• **TEXT SEGMENT**:

::::

# TearJerker Wah on a Cry Baby shell



## caiofilipini (May 17, 2021)

As I hinted at here, I bought a cheap stock '90s Cry Baby recently and was experimenting with some mods. I started with the basics, like trying out different inductors, different values for the Q resistor, etc.

My original idea was to actually do the mods on the stock PCB, but it's not a great board, some of the pads came off while I was removing the input buffer, so I gave up on the stock board and built the TearJerker instead, which is basically a standard GCB-95 circuit with the most popular mods implemented: no input buffer, adjustable Q, mids, lows and overall volume. I experimented with three different inductors (Red Fasel, Yellow Fasel and Sabbadius Halo) and a bunch of NPN transistors. The low hFE transistors were my favorites by a mile in Q1, so I ended up with a Motorola JAN2N2222 there (hFE around 160) and a BC549B (hFE around 300) in Q2.

Replaced the SPDT with a Carling DPDT (no LED on my build), and swapped the pot out for a Joe Gagan 100K pot. I still need experiment and fine tune the trimmers, but I have it set to a stock Cry Baby (with the exception of the Q raised to about 68K), but so far I'm really happy with the results!

Pics:


----------



## Big Monk (May 17, 2021)

caiofilipini said:


> As I hinted at here, I bought a cheap stock '90s Cry Baby recently and was experimenting with some mods. I started with the basics, like trying out different inductors, different values for the Q resistor, etc.

::::

• **Point annotation entries**:
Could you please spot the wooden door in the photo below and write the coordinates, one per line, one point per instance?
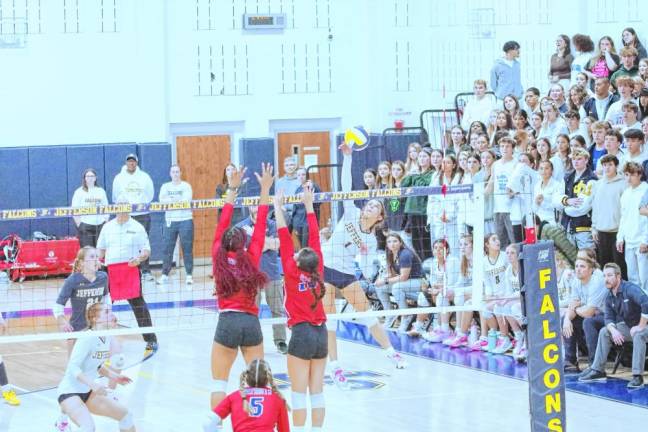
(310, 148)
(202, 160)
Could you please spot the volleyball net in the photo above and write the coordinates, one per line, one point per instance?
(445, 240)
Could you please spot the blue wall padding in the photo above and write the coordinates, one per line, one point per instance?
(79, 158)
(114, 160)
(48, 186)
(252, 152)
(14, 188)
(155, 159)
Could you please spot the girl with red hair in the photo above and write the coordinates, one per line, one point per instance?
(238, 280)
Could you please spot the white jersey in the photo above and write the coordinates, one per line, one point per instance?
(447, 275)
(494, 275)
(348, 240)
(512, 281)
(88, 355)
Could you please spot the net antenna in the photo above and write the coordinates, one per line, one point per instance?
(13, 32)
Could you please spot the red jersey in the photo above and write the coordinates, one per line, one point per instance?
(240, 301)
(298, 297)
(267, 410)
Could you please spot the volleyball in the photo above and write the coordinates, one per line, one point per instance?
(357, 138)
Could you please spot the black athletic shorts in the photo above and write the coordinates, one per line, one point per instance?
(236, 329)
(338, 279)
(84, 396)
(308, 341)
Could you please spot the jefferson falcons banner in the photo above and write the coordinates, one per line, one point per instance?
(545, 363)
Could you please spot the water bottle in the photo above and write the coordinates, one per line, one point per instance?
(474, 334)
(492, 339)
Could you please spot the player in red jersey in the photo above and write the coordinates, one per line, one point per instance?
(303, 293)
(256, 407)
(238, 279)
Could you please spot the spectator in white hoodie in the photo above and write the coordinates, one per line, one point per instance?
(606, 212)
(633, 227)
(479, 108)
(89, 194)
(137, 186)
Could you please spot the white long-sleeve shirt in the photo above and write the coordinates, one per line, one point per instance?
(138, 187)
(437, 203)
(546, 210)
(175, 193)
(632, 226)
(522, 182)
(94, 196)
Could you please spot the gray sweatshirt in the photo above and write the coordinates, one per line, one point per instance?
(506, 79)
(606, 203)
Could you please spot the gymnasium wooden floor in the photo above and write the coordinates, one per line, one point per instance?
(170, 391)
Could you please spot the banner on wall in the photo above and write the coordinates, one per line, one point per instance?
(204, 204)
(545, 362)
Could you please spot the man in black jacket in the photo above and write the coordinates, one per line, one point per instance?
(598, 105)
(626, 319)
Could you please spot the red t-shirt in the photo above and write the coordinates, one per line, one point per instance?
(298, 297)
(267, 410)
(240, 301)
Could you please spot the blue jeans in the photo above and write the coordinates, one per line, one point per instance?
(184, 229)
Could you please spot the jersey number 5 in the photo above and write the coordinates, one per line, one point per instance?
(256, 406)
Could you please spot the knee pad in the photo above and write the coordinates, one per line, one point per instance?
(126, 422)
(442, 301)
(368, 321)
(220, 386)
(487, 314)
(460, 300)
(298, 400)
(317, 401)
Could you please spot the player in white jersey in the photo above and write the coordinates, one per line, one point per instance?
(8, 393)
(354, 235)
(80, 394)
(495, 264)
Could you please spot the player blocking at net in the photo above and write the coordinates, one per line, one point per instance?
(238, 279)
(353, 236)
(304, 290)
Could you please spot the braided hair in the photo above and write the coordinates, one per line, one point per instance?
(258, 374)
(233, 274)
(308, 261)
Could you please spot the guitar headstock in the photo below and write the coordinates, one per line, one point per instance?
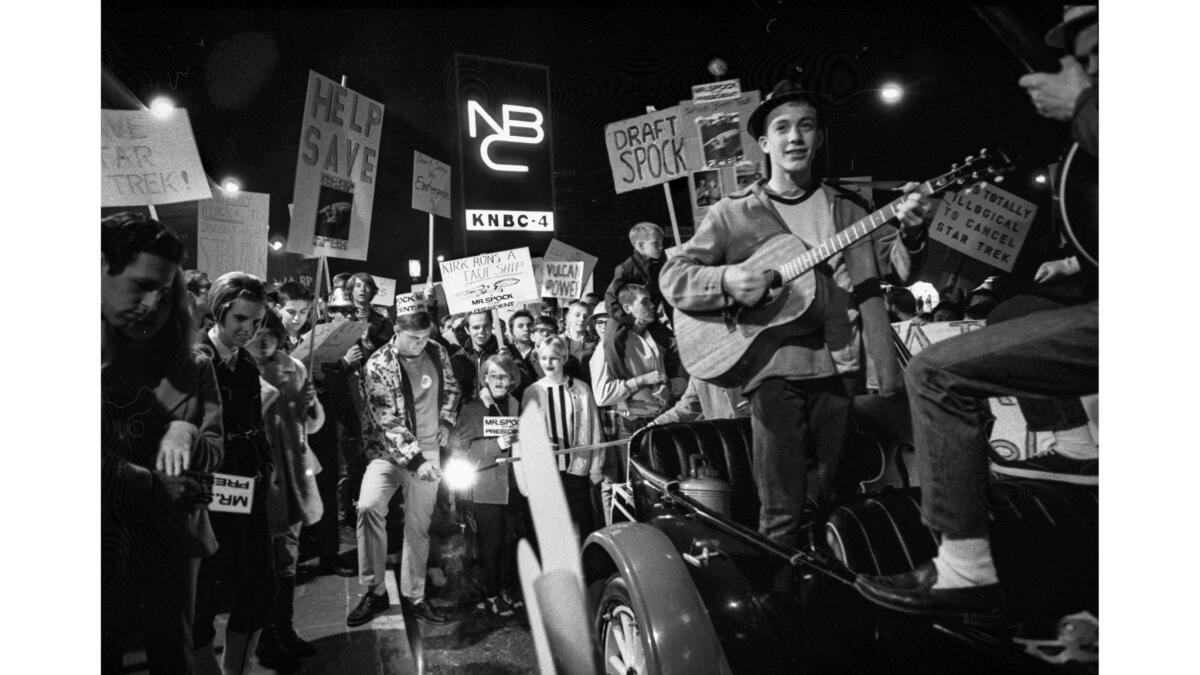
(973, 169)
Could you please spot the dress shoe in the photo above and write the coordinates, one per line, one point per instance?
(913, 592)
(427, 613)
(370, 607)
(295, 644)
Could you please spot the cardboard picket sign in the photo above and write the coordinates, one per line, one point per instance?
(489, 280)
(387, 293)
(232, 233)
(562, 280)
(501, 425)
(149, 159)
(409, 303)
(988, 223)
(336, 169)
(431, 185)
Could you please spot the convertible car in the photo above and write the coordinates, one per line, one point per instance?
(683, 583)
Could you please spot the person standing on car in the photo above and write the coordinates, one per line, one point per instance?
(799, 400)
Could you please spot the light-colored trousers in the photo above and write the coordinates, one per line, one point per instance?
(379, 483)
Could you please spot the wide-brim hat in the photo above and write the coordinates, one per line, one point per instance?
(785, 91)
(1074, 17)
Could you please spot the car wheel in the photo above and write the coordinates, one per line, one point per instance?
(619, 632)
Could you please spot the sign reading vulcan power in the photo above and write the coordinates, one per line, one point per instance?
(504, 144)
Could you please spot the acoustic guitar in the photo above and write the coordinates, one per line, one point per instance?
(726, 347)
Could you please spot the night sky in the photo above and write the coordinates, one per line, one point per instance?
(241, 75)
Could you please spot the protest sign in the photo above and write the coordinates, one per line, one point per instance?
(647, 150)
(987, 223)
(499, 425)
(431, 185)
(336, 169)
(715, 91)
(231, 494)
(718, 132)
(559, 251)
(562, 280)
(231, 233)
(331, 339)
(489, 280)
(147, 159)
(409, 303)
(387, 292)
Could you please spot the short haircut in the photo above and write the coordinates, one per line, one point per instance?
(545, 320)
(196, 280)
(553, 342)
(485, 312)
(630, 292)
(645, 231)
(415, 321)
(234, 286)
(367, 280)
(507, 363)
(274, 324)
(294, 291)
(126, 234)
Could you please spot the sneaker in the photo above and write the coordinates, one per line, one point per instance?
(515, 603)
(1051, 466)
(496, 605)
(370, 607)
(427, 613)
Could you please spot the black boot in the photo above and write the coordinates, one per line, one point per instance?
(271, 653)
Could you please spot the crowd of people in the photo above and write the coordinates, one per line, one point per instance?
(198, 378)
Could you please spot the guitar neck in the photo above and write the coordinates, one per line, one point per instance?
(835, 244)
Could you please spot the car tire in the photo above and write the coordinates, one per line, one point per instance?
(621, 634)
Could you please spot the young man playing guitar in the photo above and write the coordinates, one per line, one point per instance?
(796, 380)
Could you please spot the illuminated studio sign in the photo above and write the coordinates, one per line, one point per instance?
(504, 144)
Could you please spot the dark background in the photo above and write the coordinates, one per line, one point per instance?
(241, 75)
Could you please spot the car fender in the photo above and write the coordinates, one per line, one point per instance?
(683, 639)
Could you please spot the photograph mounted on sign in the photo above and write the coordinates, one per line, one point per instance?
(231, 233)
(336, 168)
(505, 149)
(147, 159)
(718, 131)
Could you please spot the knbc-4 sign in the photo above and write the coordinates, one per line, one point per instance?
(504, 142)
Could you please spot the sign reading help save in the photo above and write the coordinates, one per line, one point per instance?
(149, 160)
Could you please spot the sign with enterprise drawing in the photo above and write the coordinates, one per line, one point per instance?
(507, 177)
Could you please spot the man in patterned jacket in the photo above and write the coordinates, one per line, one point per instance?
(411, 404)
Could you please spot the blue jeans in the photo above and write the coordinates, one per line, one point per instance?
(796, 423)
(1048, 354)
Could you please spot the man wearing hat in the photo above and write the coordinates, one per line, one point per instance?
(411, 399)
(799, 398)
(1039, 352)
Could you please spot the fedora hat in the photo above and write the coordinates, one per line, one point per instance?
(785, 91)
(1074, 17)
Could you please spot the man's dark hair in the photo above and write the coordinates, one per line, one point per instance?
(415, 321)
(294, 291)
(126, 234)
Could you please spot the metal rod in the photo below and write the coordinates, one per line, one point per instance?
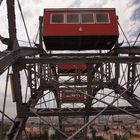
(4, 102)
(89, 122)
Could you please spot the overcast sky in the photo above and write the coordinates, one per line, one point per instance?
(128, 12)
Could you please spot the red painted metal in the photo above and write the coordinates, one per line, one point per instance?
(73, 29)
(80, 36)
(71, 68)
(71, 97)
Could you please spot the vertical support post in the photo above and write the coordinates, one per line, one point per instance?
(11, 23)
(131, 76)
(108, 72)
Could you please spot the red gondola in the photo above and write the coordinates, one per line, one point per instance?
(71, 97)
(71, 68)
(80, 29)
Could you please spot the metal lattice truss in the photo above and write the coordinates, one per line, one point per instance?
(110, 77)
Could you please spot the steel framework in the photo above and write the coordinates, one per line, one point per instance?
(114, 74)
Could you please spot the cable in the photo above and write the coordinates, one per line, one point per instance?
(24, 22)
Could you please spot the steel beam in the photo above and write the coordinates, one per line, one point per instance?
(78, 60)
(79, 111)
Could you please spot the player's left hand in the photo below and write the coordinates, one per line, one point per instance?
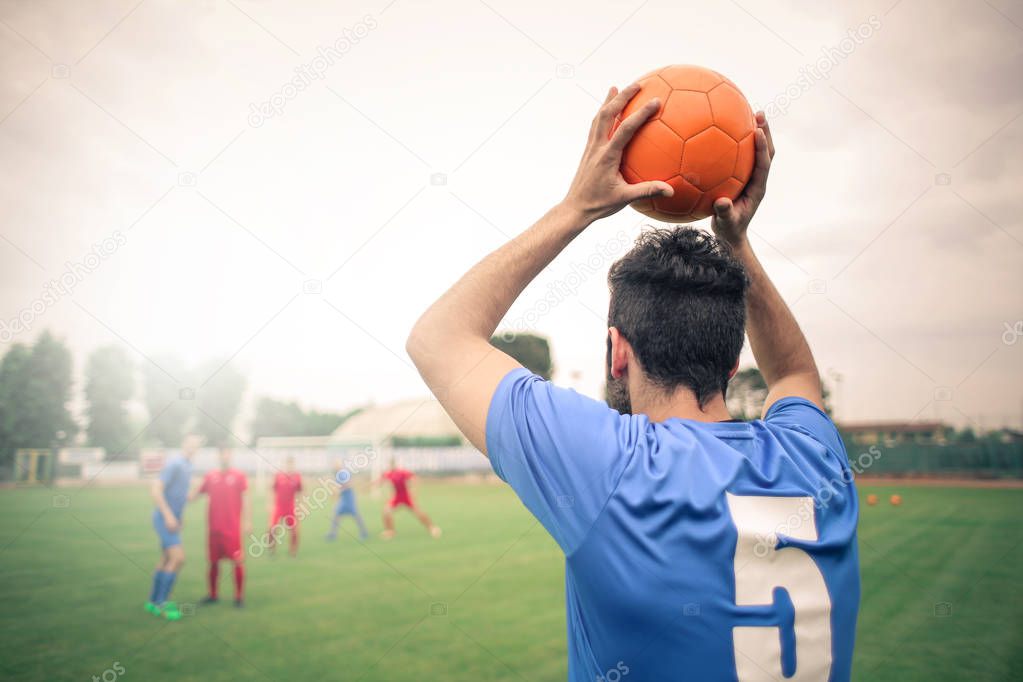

::::

• **EXERCISE REQUIREMENTS**:
1. In the wah build thread, what transistor ended up in Q1?
2. Please reproduce the wah build thread starting with "Replaced the SPDT" and going on through "Monk (May 17, 2021)".
The entries have nothing to do with what comes next.

• **SOLUTIONS TO THE EXERCISE**:
1. A Motorola JAN2N2222, with an hFE around 160.

2.
Replaced the SPDT with a Carling DPDT (no LED on my build), and swapped the pot out for a Joe Gagan 100K pot. I still need experiment and fine tune the trimmers, but I have it set to a stock Cry Baby (with the exception of the Q raised to about 68K), but so far I'm really happy with the results!

Pics:


----------



## Big Monk (May 17, 2021)